## [DATA FOR THE TASK]
##########
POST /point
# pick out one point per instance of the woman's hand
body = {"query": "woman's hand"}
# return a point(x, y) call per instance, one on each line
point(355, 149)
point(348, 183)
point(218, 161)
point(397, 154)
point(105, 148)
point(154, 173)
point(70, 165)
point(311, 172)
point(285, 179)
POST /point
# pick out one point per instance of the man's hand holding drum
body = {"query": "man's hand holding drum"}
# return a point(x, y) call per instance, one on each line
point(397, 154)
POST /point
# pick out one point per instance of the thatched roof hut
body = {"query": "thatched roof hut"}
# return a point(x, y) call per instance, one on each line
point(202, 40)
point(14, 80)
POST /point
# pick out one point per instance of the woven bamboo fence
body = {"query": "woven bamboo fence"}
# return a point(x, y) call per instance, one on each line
##########
## [TASK DIRECTIONS]
Render every line of the items above as a numbered list, leaving out any blank lines.

## [FINAL RESULT]
1. POST /point
2. # pick out one point per instance of the woman's hand
3. body = {"query": "woman's hand"}
4. # return a point(x, y) call per instance, one on each line
5. point(355, 149)
6. point(348, 183)
7. point(218, 161)
8. point(397, 154)
9. point(105, 148)
10. point(154, 173)
11. point(70, 165)
12. point(311, 172)
13. point(285, 179)
14. POST /point
15. # pick out one point per instance of the man's hand holding drum
16. body = {"query": "man's hand holding drum"}
17. # return a point(x, y) call per instance, one on each line
18. point(397, 154)
19. POST /point
20. # pick out one point per instance of the thatched roof hut
21. body = {"query": "thatched roof hut"}
22. # return a point(x, y) call per instance, one on each line
23. point(202, 40)
24. point(14, 80)
25. POST /point
26. # pick out one point per instance of the woven bamboo fence
27. body = {"query": "woven bamboo fence"}
28. # return a point(x, y) call per instance, one on each line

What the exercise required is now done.